L’analyse du site et du contexte particulier d’un projet sont essentiels au design d’un environnement urbain réussi qui s’inscrit dans l’histoire du territoire. (Punter, 2007) Ainsi, pour le projet de revitalisation des abords de la rivière de Portland, une analyse spécifique du site a permis aux designers de souligner le caractère portuaire et ouvrier de l’endroit. Ils ont décidé de réhabiliter certains bâtiments plutôt que de les détruire et de réaménager certaines parcelles destinées à l’habitation en parcs. (Hagerman, 2007) Pour ce faire, les designers ont tiré profit de la souplesse de la règlementation de la ville de Portland qui alloue une bonne flexibilité à ce niveau. Celle-ci adopte des règles génériques claires et donne une grande flexibilité quant à l’application spécifique de ces dernières sous forme de recommandations. Il est donc facile pour les designers d’adapter les solutions aux spécificités du site.



Le règlement de zonage de Portland, présente aussi une flexibilité qui permet de l’adapter aux situations particulières. Dans la revitalisation des abords de la rivière de Portland, les designers donnant une partie de la parcelle d’un bâtiment pour un espace public et incorporant des pratiques de conception durable se voyaient attribuer des dérogations permettant une densité plus forte et une hauteur de bâtiment accrue par rapport à ce qui était prescrit dans le règlement de zonage. (Hagerman, 2007) Cette flexibilité encourage le client ou le promoteur à des pratiques durable puisqu’une hauteur de bâtiment ou une densité plus élevée représente souvent pour eux une utilisation plus rentable de la parcelle. (Punter, 2007) Portland adopte également une approche différente au zonage en allouant au promoteur un choix entre différents paramètres prédéterminés. Par exemple, pour s’assurer de conserver le caractère historique d’un endroit, la ville émet des fiches présentant des catégories d’éléments à conserver sur les façades. Le promoteur ou le client a le choix de prendre un ou deux éléments de chaque catégorie pour les intégrer au design du bâtiment. De cette façon, cela permet une adaptation des choix au terrain spécifique.



Cette liberté donnée au designer doit permettre l’innovation. Bien souvent, une règlementation trop sévère brime la créativité du designer et empêche de faire progresser les solutions utilisées en aménagement durable. Il faut également une certaine ouverture d’esprit de la part des organismes d’approbation des projets afin qu’ils puissent accepter qu’un projet de design urbain puisse contrevenir aux règles préétablies tout en étant une solution avantageuse pour le développement durable d’un secteur. (Punter, 2007) La règlementation flexible de la ville de Portland alloue cette liberté et encourage l’innovation.

▶ _CONSIGNE 1_: D'après l'article, qu'ont décidé les designers au sujet de certains bâtiments lors de la revitalisation des abords de la rivière de Portland ?
▶ _CONSIGNE 2_: Citez le passage de l'article qui s'ouvre sur les mots contenant "Cette liberté donnée" et se termine par "et encourage l’innovation.".
▶ _CONSIGNE 3_: Reformulez sous forme de liste, s'il vous plaît, le paragraphe de l'article qui commence par « Cette liberté donnée au designer », en gardant ses faits principaux.

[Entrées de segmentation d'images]
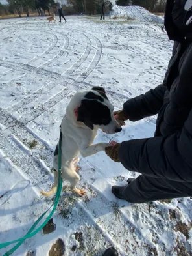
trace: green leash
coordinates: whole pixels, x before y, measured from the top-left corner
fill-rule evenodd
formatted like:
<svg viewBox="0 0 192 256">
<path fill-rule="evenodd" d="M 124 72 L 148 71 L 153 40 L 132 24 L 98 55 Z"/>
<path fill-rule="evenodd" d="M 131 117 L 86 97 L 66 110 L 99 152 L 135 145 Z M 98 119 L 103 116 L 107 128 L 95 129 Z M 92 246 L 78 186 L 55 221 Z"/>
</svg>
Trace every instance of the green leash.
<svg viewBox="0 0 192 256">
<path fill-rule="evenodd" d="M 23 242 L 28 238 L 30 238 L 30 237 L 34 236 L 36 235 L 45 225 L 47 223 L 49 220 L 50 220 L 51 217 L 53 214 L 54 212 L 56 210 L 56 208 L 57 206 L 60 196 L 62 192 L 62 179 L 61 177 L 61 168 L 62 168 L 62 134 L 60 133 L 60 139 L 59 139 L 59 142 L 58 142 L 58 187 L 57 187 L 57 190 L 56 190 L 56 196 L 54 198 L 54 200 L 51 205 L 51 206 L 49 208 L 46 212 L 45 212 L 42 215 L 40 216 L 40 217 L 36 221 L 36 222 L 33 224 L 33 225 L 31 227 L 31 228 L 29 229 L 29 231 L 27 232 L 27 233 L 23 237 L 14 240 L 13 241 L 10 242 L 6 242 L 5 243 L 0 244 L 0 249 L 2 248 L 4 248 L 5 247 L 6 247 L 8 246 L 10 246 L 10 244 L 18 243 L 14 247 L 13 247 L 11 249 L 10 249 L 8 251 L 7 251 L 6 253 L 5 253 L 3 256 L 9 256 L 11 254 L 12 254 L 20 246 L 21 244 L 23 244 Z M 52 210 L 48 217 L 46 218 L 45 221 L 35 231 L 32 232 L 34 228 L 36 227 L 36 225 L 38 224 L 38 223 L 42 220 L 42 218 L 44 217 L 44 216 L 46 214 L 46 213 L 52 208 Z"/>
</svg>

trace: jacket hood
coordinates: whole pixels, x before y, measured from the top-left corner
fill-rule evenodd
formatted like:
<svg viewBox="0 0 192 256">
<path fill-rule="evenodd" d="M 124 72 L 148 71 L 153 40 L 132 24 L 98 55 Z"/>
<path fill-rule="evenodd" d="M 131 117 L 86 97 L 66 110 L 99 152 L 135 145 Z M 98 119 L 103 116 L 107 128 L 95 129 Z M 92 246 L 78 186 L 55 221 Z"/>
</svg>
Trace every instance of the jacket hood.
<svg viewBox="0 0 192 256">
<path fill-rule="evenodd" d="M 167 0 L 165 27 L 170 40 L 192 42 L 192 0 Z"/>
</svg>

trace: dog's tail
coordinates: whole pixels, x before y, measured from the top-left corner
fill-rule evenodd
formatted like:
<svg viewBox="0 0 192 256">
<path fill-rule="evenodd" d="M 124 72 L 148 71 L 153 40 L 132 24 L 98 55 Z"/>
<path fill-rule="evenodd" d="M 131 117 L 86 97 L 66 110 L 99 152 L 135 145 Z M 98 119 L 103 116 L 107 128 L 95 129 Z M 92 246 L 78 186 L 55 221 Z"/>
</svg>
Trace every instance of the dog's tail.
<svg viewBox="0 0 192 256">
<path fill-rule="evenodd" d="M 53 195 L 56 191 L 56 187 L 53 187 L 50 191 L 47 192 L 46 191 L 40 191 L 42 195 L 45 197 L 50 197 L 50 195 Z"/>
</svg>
---
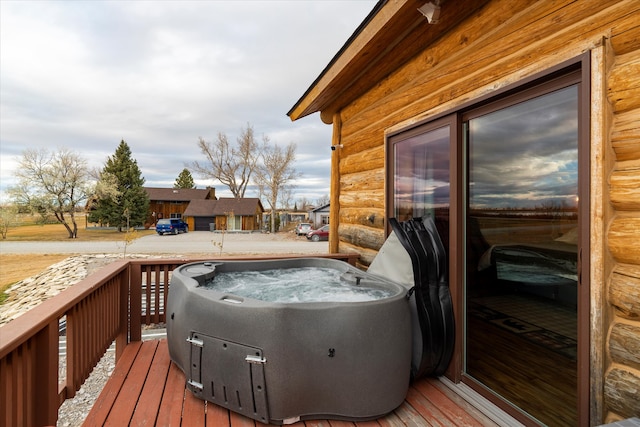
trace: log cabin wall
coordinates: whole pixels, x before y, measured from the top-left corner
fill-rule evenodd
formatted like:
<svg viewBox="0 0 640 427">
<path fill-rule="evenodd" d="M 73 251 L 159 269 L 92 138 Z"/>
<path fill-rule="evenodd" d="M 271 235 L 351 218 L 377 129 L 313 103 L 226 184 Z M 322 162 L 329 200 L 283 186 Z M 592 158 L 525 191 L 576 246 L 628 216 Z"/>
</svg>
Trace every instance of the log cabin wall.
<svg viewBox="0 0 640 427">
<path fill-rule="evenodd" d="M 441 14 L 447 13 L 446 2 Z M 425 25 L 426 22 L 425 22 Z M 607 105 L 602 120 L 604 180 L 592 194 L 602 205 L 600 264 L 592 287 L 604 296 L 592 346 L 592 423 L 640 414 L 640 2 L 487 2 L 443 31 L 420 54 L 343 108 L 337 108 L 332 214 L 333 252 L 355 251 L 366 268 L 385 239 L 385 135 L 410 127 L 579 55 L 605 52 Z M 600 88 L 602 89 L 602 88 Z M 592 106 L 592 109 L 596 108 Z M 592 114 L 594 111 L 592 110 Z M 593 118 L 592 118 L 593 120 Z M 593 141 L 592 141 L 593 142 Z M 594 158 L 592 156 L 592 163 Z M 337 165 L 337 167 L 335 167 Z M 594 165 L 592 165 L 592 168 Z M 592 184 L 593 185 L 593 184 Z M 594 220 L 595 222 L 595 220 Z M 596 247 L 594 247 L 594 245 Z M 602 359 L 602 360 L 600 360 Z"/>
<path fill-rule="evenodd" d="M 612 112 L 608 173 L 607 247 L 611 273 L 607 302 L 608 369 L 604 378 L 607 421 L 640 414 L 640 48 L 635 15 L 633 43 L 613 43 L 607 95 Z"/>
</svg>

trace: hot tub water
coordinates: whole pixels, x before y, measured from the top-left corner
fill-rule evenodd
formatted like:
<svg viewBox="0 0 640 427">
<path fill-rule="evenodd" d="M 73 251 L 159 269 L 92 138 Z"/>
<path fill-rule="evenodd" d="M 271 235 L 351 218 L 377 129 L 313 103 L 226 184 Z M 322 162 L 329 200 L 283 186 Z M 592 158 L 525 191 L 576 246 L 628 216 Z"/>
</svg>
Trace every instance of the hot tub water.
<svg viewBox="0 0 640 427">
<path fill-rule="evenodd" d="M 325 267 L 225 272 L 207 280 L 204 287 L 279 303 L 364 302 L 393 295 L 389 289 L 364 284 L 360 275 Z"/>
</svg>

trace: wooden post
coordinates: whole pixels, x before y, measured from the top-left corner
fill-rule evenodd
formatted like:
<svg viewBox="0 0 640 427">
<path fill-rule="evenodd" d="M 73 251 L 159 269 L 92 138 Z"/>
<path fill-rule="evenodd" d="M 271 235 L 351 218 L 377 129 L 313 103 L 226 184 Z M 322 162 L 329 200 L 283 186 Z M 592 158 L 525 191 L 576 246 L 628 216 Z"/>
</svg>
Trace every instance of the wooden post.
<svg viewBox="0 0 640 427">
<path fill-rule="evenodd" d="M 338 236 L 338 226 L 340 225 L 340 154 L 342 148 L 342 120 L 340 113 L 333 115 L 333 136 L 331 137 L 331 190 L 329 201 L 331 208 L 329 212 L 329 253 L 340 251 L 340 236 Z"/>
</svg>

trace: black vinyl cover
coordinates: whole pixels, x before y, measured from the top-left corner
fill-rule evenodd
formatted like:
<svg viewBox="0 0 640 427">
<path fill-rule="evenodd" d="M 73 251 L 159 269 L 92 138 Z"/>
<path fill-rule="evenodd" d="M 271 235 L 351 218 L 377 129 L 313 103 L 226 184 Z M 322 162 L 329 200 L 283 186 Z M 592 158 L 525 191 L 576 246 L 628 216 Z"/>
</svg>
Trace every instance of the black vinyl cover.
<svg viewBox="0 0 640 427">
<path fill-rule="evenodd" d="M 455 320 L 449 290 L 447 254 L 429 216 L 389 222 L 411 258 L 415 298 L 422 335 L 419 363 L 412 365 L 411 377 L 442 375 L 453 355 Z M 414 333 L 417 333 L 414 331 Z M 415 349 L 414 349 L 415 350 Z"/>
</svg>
==
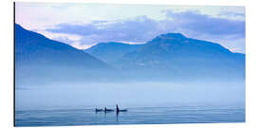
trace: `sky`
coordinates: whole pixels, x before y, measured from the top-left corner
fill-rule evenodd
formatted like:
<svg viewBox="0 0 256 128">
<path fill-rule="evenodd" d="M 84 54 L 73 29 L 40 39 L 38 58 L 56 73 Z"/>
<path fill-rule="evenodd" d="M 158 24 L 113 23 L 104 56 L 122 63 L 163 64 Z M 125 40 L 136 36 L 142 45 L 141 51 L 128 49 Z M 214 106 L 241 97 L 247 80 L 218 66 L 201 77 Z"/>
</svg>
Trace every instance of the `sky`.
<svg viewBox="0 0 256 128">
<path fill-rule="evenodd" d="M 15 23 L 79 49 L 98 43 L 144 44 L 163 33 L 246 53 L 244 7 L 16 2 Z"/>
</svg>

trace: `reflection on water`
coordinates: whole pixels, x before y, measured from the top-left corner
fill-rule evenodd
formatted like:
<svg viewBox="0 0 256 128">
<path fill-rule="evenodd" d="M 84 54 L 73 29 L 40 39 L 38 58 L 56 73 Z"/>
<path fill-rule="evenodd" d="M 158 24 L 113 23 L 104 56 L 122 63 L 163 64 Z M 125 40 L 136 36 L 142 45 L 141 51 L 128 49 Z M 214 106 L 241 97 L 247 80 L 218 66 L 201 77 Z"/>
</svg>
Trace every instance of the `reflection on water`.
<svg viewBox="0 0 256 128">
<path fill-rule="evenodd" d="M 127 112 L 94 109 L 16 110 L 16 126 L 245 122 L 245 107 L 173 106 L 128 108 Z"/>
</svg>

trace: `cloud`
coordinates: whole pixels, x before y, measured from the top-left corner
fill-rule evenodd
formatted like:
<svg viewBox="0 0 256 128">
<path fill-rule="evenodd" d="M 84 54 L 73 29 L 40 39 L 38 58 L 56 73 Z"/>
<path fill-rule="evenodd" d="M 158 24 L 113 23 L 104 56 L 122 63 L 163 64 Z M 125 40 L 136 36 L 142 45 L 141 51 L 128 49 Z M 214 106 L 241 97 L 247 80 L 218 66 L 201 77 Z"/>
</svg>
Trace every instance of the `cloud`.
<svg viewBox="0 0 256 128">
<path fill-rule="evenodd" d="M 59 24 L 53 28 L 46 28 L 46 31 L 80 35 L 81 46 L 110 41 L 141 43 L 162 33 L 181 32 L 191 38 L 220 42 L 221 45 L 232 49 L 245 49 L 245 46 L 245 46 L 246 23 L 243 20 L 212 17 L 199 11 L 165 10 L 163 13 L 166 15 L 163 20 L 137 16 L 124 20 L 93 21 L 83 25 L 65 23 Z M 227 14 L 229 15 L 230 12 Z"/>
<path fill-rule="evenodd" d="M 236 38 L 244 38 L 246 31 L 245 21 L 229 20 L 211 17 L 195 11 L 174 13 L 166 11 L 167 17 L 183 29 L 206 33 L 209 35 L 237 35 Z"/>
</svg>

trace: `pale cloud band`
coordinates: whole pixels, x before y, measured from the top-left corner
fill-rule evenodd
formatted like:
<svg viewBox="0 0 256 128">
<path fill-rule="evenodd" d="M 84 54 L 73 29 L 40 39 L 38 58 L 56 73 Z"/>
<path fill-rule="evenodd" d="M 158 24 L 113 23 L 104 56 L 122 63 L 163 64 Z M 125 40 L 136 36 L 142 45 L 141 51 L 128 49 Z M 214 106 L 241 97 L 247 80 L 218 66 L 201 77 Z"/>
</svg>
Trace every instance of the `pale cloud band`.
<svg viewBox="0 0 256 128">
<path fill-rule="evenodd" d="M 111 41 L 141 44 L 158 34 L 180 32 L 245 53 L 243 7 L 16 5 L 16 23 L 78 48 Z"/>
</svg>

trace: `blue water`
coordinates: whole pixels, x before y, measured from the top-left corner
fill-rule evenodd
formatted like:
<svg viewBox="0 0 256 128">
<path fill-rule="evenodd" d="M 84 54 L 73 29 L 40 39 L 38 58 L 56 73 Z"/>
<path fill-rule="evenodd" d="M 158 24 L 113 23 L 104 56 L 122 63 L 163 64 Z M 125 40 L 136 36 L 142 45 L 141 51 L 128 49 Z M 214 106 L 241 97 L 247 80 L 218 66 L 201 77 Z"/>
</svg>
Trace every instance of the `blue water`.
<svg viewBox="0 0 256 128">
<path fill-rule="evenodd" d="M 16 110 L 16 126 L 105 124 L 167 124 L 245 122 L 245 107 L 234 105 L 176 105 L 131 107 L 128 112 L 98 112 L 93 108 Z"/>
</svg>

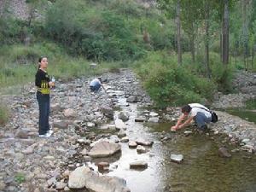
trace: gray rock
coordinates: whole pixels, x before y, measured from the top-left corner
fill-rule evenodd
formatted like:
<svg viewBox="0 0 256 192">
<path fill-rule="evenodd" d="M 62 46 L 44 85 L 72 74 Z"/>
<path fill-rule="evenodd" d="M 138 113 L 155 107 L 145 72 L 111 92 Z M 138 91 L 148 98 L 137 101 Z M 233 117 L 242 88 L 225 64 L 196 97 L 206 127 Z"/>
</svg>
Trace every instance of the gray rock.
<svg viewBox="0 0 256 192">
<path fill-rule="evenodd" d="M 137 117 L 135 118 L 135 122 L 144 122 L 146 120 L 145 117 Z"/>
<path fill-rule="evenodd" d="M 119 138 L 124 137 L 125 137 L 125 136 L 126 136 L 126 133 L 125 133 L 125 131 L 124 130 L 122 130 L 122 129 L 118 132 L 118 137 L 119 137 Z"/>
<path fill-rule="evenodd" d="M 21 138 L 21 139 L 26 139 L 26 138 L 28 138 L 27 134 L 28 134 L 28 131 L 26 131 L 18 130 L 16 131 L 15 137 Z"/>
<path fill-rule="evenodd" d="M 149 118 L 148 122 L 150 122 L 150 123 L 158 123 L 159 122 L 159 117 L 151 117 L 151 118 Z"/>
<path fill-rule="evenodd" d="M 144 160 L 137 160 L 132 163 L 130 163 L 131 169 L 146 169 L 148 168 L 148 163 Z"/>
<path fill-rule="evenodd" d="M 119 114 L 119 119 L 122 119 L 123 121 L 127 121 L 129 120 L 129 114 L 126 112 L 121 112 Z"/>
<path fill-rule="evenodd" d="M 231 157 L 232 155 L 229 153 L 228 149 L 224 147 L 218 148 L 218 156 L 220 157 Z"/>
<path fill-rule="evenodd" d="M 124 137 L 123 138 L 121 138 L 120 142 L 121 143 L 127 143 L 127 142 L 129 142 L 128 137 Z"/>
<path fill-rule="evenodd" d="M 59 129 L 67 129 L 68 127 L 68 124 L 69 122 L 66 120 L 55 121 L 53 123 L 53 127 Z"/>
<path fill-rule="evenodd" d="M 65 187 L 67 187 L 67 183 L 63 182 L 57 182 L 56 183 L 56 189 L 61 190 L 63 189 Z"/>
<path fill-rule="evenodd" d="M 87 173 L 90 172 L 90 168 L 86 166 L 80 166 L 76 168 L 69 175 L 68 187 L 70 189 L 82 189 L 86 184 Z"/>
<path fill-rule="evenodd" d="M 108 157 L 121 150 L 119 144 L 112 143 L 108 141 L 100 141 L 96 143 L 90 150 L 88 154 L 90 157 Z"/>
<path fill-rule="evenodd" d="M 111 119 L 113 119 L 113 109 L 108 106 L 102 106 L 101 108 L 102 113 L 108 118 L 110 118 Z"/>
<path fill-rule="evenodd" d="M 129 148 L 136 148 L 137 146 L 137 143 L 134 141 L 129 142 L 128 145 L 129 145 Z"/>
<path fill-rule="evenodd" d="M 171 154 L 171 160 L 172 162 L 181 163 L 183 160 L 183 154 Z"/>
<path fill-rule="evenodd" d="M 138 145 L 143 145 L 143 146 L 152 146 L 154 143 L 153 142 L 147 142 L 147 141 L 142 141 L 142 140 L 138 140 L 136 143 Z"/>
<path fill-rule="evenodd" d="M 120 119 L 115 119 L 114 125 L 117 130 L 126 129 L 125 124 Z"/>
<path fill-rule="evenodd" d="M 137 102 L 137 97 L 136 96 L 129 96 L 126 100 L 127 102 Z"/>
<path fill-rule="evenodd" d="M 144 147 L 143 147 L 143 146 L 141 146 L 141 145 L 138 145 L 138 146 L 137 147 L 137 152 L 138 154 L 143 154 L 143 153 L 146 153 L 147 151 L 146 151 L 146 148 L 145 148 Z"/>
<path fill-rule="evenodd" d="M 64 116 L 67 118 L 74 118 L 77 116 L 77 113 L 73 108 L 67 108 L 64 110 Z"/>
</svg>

▶ _RÉPONSE ATTENDUE 1_: Ils ont décidé de les réhabiliter plutôt que de les détruire.

▶ _RÉPONSE ATTENDUE 2_:
Cette liberté donnée au designer doit permettre l’innovation. Bien souvent, une règlementation trop sévère brime la créativité du designer et empêche de faire progresser les solutions utilisées en aménagement durable. Il faut également une certaine ouverture d’esprit de la part des organismes d’approbation des projets afin qu’ils puissent accepter qu’un projet de design urbain puisse contrevenir aux règles préétablies tout en étant une solution avantageuse pour le développement durable d’un secteur. (Punter, 2007) La règlementation flexible de la ville de Portland alloue cette liberté et encourage l’innovation.

▶ _RÉPONSE ATTENDUE 3_:
- La liberté donnée au designer doit permettre l'innovation.
- Une réglementation trop sévère brime souvent la créativité du designer et freine le progrès des solutions d'aménagement durable.
- Les organismes d'approbation doivent faire preuve d'ouverture pour accepter qu'un projet contrevienne aux règles préétablies tout en étant avantageux pour le développement durable d'un secteur.
- La réglementation flexible de Portland accorde cette liberté et encourage l'innovation.